EXCERPTED RECORDS.
________________________________________
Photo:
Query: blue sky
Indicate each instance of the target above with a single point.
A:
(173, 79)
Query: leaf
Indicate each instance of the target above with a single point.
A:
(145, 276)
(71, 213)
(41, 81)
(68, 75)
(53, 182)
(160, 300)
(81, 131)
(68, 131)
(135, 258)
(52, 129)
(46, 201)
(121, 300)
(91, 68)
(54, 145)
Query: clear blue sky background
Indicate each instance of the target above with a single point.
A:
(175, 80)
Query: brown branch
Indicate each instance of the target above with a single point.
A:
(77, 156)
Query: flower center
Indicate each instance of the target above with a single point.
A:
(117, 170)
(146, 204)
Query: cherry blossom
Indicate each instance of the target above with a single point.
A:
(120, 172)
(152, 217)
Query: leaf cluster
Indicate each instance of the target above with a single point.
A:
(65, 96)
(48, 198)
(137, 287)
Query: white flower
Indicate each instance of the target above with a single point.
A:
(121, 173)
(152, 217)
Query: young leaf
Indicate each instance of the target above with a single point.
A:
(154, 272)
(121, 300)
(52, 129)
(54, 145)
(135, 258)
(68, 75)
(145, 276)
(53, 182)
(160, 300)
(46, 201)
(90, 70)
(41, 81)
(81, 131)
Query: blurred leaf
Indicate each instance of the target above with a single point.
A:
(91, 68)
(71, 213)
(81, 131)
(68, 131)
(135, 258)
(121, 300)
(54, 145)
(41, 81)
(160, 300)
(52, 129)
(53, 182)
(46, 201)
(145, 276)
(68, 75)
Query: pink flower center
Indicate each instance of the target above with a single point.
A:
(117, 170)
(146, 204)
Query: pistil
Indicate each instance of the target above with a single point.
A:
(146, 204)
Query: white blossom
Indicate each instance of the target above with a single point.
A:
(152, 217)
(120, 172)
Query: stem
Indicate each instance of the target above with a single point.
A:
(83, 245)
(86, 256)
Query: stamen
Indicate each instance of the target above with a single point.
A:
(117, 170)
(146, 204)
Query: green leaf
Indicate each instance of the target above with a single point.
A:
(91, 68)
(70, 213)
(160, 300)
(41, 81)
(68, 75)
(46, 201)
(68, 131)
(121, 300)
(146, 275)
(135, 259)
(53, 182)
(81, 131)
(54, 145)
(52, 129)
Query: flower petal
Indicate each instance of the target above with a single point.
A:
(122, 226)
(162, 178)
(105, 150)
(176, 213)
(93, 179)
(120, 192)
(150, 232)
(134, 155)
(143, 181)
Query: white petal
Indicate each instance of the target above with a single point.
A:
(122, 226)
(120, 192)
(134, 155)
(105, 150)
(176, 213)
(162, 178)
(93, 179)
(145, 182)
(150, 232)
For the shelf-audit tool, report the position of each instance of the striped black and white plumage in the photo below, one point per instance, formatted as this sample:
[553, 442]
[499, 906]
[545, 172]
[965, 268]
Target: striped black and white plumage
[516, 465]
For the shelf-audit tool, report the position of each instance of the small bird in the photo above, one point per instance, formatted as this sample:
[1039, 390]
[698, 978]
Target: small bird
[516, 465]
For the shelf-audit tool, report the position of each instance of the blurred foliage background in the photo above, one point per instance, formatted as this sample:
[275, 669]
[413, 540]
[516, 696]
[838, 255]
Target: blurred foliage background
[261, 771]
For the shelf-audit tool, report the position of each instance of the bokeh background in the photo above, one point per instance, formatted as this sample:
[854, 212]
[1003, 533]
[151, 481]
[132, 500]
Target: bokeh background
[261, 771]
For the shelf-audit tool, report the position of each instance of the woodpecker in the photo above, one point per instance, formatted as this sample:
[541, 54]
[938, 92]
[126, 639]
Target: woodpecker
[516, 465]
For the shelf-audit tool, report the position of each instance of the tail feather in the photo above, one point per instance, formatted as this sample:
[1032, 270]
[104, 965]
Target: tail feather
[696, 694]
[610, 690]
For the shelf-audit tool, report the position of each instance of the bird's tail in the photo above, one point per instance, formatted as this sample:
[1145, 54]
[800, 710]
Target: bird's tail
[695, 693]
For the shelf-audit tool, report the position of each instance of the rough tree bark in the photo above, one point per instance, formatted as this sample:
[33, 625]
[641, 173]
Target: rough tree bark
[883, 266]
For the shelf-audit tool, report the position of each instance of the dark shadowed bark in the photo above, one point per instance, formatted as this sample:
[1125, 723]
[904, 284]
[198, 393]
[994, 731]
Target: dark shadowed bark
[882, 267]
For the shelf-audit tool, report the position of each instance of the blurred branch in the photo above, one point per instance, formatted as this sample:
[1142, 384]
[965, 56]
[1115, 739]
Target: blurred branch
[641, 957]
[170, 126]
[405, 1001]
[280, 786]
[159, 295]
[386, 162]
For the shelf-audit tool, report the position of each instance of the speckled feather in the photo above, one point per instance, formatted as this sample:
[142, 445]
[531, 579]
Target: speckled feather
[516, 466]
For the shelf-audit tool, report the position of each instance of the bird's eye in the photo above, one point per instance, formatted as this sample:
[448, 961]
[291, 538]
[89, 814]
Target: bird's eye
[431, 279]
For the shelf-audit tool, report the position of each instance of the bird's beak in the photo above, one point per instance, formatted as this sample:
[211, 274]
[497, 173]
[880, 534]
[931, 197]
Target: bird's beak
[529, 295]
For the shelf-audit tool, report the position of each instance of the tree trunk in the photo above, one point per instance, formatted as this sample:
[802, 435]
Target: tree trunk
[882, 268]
________________________________________
TASK OBJECTIVE. Reproduce the material above in full, word for word.

EXERCISE RESULT.
Photo:
Query: blue sky
Indicate each instance of the target above with a single point.
A:
(173, 79)
Query: leaf
Indicate each instance of the target above with a single point.
A:
(145, 276)
(71, 213)
(41, 81)
(68, 75)
(53, 182)
(160, 300)
(81, 131)
(68, 131)
(135, 258)
(52, 129)
(46, 201)
(121, 300)
(91, 68)
(54, 145)
Query: clear blue sky background
Indicate each instance of the target above with a single point.
A:
(175, 80)
Query: brown branch
Indicate each instance of the target above with a single point.
A:
(77, 156)
Query: flower center
Indicate each instance of the target above with a single point.
A:
(117, 170)
(146, 204)
Query: cherry blossom
Indicate each instance of the target above with a single point.
A:
(120, 172)
(152, 217)
Query: leaf cluster
Indicate each instance of the target above with a single point.
A:
(65, 96)
(48, 198)
(137, 287)
Query: white flower
Indicate each instance of the target above with a single point.
A:
(121, 173)
(152, 217)
Query: young leaf
Indicate each instance of the target above with a single point.
A:
(154, 272)
(121, 300)
(52, 129)
(54, 145)
(135, 258)
(68, 75)
(145, 276)
(53, 182)
(160, 300)
(46, 201)
(90, 70)
(41, 81)
(81, 131)
Query: blurred leaf
Indicate each instance of the target above with a single point.
A:
(91, 68)
(71, 213)
(81, 131)
(68, 131)
(135, 258)
(121, 300)
(54, 145)
(41, 81)
(160, 300)
(52, 129)
(53, 182)
(46, 201)
(145, 276)
(68, 75)
Query: pink flower center
Indicate each instance of the target above with a single point.
A:
(117, 170)
(146, 204)
Query: pistil
Indicate each instance of the target above with a single point.
A:
(146, 204)
Query: white blossom
Indicate each instance of the target above with a single point.
A:
(152, 217)
(120, 172)
Query: stem
Indicate each instance of the target above with a single point.
A:
(83, 245)
(86, 256)
Query: stamen
Indicate each instance of the target above with a single point.
A:
(117, 170)
(146, 204)
Query: green leaf
Indicate each instance of the target above with a single point.
A:
(91, 68)
(70, 213)
(160, 300)
(41, 81)
(68, 75)
(46, 201)
(68, 131)
(121, 300)
(146, 275)
(135, 259)
(53, 182)
(81, 131)
(54, 145)
(52, 129)
Query: flower petal
Indicate each instance of the target above with a single point.
A:
(122, 226)
(162, 178)
(105, 150)
(176, 213)
(93, 179)
(120, 192)
(150, 232)
(134, 155)
(143, 181)
Query: white petal
Indicate each instance of the target above with a single point.
A:
(122, 226)
(120, 192)
(134, 155)
(105, 150)
(176, 213)
(162, 178)
(93, 179)
(145, 182)
(150, 232)
For the shelf-audit tool, report the position of each instance of the striped black and white plumage in the photo below, one point per instance, formatted as this sample:
[553, 442]
[499, 906]
[545, 172]
[965, 268]
Target: striped black and white plumage
[516, 465]
For the shelf-audit tool, report the position of each instance of the small bird in the photo above, one point per instance, formatted as this sample:
[1039, 390]
[698, 978]
Target: small bird
[516, 465]
For the shelf-audit tool, report the position of each instance of the blurred foliage background in the photo above, one point per instance, formatted as this sample:
[275, 669]
[413, 540]
[516, 696]
[838, 255]
Target: blurred foliage background
[261, 771]
For the shelf-audit tool, report the position of each instance of the bokeh background in the photo above, one point per instance, formatted as this sample:
[854, 212]
[1003, 533]
[151, 481]
[132, 500]
Target: bokeh background
[261, 771]
For the shelf-audit tool, report the position of each instance of the woodpecker in the photo above, one point per instance, formatted as this sample:
[541, 54]
[938, 92]
[126, 639]
Target: woodpecker
[516, 465]
For the shelf-audit tool, report the position of each instance of the tail feather in the photo above, one point per instance, formatted as this sample:
[1032, 270]
[104, 965]
Target: tail feather
[696, 694]
[610, 690]
For the shelf-audit tool, report the position of each instance of the bird's tail in the photo above, one point per instance, formatted as this sample:
[1145, 54]
[800, 710]
Target: bird's tail
[695, 693]
For the shelf-audit tool, report the position of each instance of the rough tree bark in the photo above, one point per instance, formatted as this sample:
[33, 625]
[641, 173]
Target: rough tree bark
[883, 266]
For the shelf-audit tool, report the position of each instance of the dark shadowed bark in the photo above, one point per instance, formatted as this sample:
[1125, 723]
[904, 284]
[198, 393]
[994, 731]
Target: dark shadowed bark
[882, 267]
For the shelf-audit tool, report the position of each instance of the blurred branch in the photo above, one point per instance, formatted as this sample:
[1142, 384]
[965, 56]
[1115, 739]
Target: blurred branch
[641, 957]
[170, 126]
[405, 1001]
[280, 786]
[159, 295]
[386, 162]
For the shelf-audit tool, report the position of each instance of the speckled feather in the photo above, one point per instance, formatted as this sample:
[142, 445]
[531, 579]
Target: speckled feather
[516, 466]
For the shelf-audit tool, report the position of each instance of the bird's eye in the photo above, one point per instance, formatted as this sample:
[448, 961]
[291, 538]
[89, 814]
Target: bird's eye
[431, 279]
For the shelf-audit tool, report the position of each instance of the bird's beak in the photo above, one point per instance, formatted as this sample:
[211, 274]
[497, 173]
[880, 534]
[931, 197]
Target: bird's beak
[529, 295]
For the shelf-audit tool, report the position of each instance of the tree trunk in the photo above, one point per instance, formatted as this sample:
[802, 435]
Target: tree trunk
[882, 268]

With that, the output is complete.